Convert all of the records below into a numbered list. Omit any blank lines.

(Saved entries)
[Begin]

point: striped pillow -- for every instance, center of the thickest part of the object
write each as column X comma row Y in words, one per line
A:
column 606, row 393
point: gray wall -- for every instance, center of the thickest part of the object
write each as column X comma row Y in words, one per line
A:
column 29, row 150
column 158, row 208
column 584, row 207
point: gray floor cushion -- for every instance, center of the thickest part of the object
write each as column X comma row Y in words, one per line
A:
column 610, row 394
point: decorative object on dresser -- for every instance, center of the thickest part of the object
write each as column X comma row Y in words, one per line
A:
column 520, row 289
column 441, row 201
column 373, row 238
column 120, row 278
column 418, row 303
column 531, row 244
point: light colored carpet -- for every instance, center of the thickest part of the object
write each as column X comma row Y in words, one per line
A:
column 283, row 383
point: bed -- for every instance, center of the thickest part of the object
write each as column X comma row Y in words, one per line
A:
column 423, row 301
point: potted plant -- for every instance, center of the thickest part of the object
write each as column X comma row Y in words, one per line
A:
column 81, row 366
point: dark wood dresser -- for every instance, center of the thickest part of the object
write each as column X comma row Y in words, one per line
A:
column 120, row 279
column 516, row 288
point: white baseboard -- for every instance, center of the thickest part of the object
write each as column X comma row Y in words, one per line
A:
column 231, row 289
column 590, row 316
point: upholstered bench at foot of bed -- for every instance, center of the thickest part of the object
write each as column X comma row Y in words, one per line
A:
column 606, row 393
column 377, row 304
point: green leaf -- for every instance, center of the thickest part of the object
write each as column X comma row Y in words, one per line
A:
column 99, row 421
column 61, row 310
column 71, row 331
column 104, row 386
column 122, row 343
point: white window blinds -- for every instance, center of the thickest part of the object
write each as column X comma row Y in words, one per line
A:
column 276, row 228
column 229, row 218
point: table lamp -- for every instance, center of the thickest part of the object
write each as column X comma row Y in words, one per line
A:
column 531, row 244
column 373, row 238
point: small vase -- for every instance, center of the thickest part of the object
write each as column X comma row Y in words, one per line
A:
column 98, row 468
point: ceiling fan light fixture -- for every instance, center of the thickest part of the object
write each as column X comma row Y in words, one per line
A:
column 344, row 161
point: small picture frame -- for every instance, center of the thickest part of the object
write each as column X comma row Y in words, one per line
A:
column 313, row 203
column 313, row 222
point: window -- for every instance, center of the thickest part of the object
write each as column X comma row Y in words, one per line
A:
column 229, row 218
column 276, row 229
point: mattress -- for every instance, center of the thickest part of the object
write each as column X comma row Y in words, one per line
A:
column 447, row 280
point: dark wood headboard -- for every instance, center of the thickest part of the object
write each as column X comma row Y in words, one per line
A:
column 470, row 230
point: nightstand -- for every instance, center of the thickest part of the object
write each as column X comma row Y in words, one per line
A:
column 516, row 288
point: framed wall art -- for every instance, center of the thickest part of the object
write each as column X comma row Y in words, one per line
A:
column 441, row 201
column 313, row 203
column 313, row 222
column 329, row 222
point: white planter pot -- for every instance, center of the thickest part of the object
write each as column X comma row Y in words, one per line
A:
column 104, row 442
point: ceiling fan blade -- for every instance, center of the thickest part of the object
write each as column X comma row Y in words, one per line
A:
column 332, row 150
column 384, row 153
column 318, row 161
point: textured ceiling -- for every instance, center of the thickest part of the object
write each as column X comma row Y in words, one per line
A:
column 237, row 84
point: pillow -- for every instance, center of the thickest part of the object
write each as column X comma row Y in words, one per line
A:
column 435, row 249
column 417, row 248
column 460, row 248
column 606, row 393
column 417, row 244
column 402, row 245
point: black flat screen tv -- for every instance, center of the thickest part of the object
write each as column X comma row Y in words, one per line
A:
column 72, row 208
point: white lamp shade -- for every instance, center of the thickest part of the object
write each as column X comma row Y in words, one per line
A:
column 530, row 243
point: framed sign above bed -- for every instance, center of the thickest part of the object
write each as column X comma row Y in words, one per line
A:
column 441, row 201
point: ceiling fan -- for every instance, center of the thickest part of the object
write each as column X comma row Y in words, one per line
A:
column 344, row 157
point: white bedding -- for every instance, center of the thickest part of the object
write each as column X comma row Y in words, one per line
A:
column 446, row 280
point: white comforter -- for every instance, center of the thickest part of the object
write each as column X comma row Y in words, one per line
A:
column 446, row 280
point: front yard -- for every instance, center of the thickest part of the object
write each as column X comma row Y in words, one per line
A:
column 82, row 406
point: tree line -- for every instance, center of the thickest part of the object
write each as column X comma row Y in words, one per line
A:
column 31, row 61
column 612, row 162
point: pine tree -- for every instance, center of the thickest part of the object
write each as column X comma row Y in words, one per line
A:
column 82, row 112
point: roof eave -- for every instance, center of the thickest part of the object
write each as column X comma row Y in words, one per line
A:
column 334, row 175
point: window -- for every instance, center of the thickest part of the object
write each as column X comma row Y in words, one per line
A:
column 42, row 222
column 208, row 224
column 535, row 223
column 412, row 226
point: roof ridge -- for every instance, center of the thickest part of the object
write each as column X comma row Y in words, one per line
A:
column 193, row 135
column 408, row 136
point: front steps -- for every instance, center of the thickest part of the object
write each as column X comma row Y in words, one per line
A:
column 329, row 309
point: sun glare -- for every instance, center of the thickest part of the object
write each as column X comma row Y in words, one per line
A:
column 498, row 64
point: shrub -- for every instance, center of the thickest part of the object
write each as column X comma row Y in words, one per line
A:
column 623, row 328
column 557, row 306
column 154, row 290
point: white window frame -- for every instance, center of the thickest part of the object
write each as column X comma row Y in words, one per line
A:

[End]

» **Full output**:
1. point: striped pillow -- for every instance, center of the thickest part of the object
2. write each as column X comma row Y in words, one per line
3. A:
4. column 606, row 393
5. point: gray wall -- for every instance, center of the thickest part of the object
6. write each as column X comma row Y in words, one per line
7. A:
8. column 29, row 150
9. column 158, row 208
10. column 584, row 207
11. point: gray floor cushion -- for every instance, center of the thickest part of the object
12. write each as column X comma row Y in words, one per line
13. A:
14. column 610, row 394
15. point: decorative object on dresser -- for every instance, center of the thickest part of the object
16. write each as column X comma row Y in words, one per line
17. A:
18. column 520, row 289
19. column 441, row 201
20. column 373, row 238
21. column 120, row 278
22. column 418, row 303
23. column 531, row 244
24. point: light colored carpet -- for every instance, center of the thickest part of the object
25. write each as column X comma row Y in words, one per line
26. A:
27. column 283, row 383
28. point: bed -- for every instance, center of the thickest part of the object
29. write each as column X comma row Y in words, one per line
30. A:
31. column 423, row 301
32. point: potted plant -- for every instance, center of the thickest part of the object
33. write each as column X comma row Y in words, one per line
34. A:
35. column 81, row 366
36. point: dark wood dresser -- for every instance, center of the thickest part of the object
37. write each as column X comma row Y in words, one per line
38. A:
39. column 120, row 279
40. column 516, row 288
41. point: white baseboard -- for every instance, center of the thickest part of the object
42. write each as column X comma row Y in words, one per line
43. A:
44. column 231, row 289
45. column 590, row 316
46. point: upholstered bench at foot of bed -- for every instance, center of the thickest part of the object
47. write each as column X comma row Y in words, one per line
48. A:
49. column 606, row 393
50. column 377, row 304
51. point: green leaf -- for every instance, center of the thickest part of the object
52. write each as column X comma row Y in words, one per line
53. A:
54. column 99, row 421
55. column 61, row 310
56. column 71, row 331
57. column 104, row 386
58. column 122, row 343
59. point: white window blinds -- for every instance, center of the thickest part of the object
60. write each as column X comma row Y in words, one per line
61. A:
62. column 276, row 228
63. column 229, row 218
64. point: table lamp -- for every instance, center of the thickest part of the object
65. write each as column X comma row Y in words, one per line
66. A:
67. column 531, row 244
68. column 373, row 238
69. point: small vase -- for every instance, center of the thickest part of the object
70. write each as column X comma row Y in words, one per line
71. A:
72. column 98, row 468
73. point: ceiling fan light fixture -- for every instance, center of the thickest part of the object
74. write each as column X comma row Y in words, one per line
75. A:
76. column 344, row 161
77. point: small picture frame -- for every instance, center of the thickest part of the object
78. write each as column X comma row Y in words, one per line
79. A:
80. column 313, row 203
81. column 313, row 222
82. point: window -- for every instance, center of the thickest part of the object
83. write each as column X comma row Y in words, one per line
84. A:
85. column 229, row 218
86. column 276, row 229
87. point: mattress -- for every instance, center of the thickest part of the object
88. write each as column X comma row Y in words, one per line
89. A:
90. column 447, row 280
91. point: dark wood headboard -- for every instance, center of the thickest part of the object
92. write each as column X comma row Y in words, one per line
93. A:
94. column 470, row 230
95. point: nightstand -- for every instance, center of the thickest part of the object
96. write each as column X comma row Y in words, one per line
97. A:
98. column 516, row 288
99. point: framed wall art -- for every instance, center of the thickest part of the object
100. write each as column X comma row Y in words, one per line
101. A:
102. column 441, row 201
103. column 313, row 203
104. column 313, row 222
105. column 329, row 222
106. point: white planter pot -- for every instance, center of the thickest part of the object
107. write each as column X comma row Y in words, one per line
108. A:
109. column 104, row 442
110. point: ceiling fan blade -- for every instance, center of the thickest part of the object
111. write each as column X comma row Y in words, one per line
112. A:
113. column 332, row 150
114. column 384, row 153
115. column 318, row 161
116. point: textured ceiling -- for every instance, center of the thickest part of the object
117. write each as column X comma row Y in words, one per line
118. A:
119. column 237, row 84
120. point: pillow -- for every instance, center of the thickest part of the object
121. write each as column X comma row Y in words, one per line
122. A:
123. column 435, row 249
124. column 417, row 248
125. column 460, row 248
126. column 606, row 393
127. column 417, row 244
128. column 402, row 245
129. point: black flat screen tv -- for every instance, center of the thickest part of the object
130. write each as column X comma row Y in words, one per line
131. A:
132. column 72, row 208
133. point: white lamp shade -- for every instance, center of the thickest part of the object
134. write each as column X comma row Y in words, one per line
135. A:
136. column 530, row 243
137. point: framed sign above bed -- for every instance, center of the thickest part of the object
138. write each as column X comma row Y in words, one per line
139. A:
140. column 441, row 201
141. point: ceiling fan -- for every instance, center of the thickest part of the object
142. write each as column X comma row Y in words, one per line
143. A:
144. column 344, row 157
145. point: white bedding -- for every instance, center of the thickest part of the object
146. write each as column X comma row Y in words, one per line
147. A:
148. column 446, row 280
149. point: white comforter -- for every instance, center of the thickest part of the object
150. write each as column X comma row Y in words, one per line
151. A:
152. column 446, row 280
153. point: front yard -- for every instance, center of the thickest part of the object
154. write each as column X comma row Y in words, one per line
155. A:
156. column 82, row 406
157. point: tree line -- for every instance, center of the thickest part of the object
158. write each as column X comma row Y in words, one per line
159. A:
160. column 31, row 61
161. column 612, row 162
162. point: pine tree -- for every instance, center of the thickest part of the object
163. write each as column X comma row Y in words, one per line
164. A:
165. column 82, row 112
166. point: roof eave -- for every instance, center of the thickest part of the object
167. write each as column X comma row Y in words, one per line
168. A:
169. column 334, row 175
170. point: window -- for every instance, center of the thickest part of the object
171. write each as column X comma row Y in words, one per line
172. A:
173. column 42, row 222
174. column 208, row 224
175. column 535, row 223
176. column 412, row 226
177. point: roof ridge -- for every instance, center of the thickest part of the object
178. write each as column X comma row Y in words, one per line
179. A:
180. column 193, row 135
181. column 408, row 136
182. point: front steps -- for every instance, center of the thickest part of the object
183. write each as column X comma row Y in words, one per line
184. A:
185. column 329, row 309
186. point: sun glare -- for every instance, center of the thickest part of the object
187. write each as column X comma row Y in words, one per line
188. A:
189. column 498, row 64
190. point: shrub -- for every instance, center of the thickest part of the object
191. write each as column X comma row Y in words, one per line
192. A:
193. column 623, row 328
194. column 557, row 306
195. column 154, row 290
196. point: white window frame -- for every instance, center of the thickest part of the object
197. write each as column X comma row Y in words, one per line
198. A:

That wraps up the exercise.